18 August, 2011

I said some words to the close and holy darkness, and then I slept.

Brecon Beacons National Park, Wales

Five days in Wales have passed but the songs and words still rest in my head. The Welsh rugby supporters in Millennium Stadium serenading the English . . . "bread of heaven, bread of heaven . . . feed me until I want no more!" still drone in my ears. The conversations meandered and were imprecise, but words spoken in the Swansea house where Dylan Thomas grew up brought back images, some good and some bittersweet, to reflect. As the three year anniversary of my father's passing clung to my thoughts, surfaced the verse "Do not go gently into that good night. Old age should burn and rage at close of day; Rage rage against the dying of the light". I still haven't got peace for never properly knowing the old man.

Almost four weeks ago I left Paris and reached the White Cliffs of Dover by ferry. That rainy morning on 27 July the wind blew over the Channel as if mother nature was unhappy with me. My mind raced with anticipation.

Data for review:
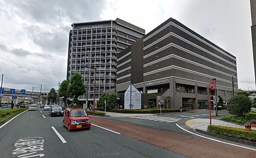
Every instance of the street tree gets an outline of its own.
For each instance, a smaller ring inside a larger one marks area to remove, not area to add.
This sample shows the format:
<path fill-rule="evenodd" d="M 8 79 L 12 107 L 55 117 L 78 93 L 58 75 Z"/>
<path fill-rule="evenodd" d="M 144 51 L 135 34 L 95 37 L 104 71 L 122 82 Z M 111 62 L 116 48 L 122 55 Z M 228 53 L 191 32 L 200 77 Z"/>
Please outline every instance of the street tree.
<path fill-rule="evenodd" d="M 108 94 L 106 93 L 104 93 L 100 96 L 100 97 L 99 99 L 99 101 L 98 102 L 98 104 L 100 107 L 102 107 L 105 106 L 104 101 L 105 101 L 105 99 L 106 99 L 106 100 L 108 100 Z"/>
<path fill-rule="evenodd" d="M 54 104 L 56 102 L 56 99 L 57 98 L 57 94 L 56 94 L 56 91 L 55 89 L 52 87 L 50 90 L 50 91 L 48 93 L 47 96 L 47 99 L 48 102 L 50 102 L 52 104 Z"/>
<path fill-rule="evenodd" d="M 106 107 L 108 108 L 114 108 L 116 105 L 116 93 L 108 94 Z"/>
<path fill-rule="evenodd" d="M 69 82 L 68 80 L 64 80 L 62 81 L 60 85 L 58 93 L 60 97 L 62 97 L 62 101 L 65 102 L 65 107 L 67 107 L 67 97 L 68 96 L 67 88 L 69 85 Z"/>
<path fill-rule="evenodd" d="M 78 72 L 76 72 L 70 78 L 67 88 L 68 94 L 70 97 L 73 98 L 73 103 L 76 104 L 79 101 L 78 97 L 85 92 L 82 76 Z"/>
<path fill-rule="evenodd" d="M 241 116 L 244 113 L 248 113 L 251 110 L 251 101 L 248 96 L 244 95 L 232 96 L 229 99 L 228 104 L 229 113 L 238 116 Z"/>
<path fill-rule="evenodd" d="M 164 100 L 164 106 L 166 107 L 166 108 L 167 108 L 168 107 L 168 103 L 171 101 L 171 97 L 169 96 L 162 96 Z"/>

Required action:
Write the next part of the travel journal entry about the days in Wales, picking up after its final sentence.

Result:
Two weeks at St. Antony's College were filled with cheers, engaging talks, new friends, good mates, hopes for the future, and unwilling goodbyes. Oxford treated me well and I didn't want to say farewell. On came Wales, with her fire breathing dragon and her gentle people. Of an uncertain night in Cardiff ending with the superb hospitality of a Welsh policeman, of kind travelers who stopped to give a lift to a perfect stranger stranded at the side of the road, and an elegant Swansea lady who put her soul and her fortune into the memories of a poet.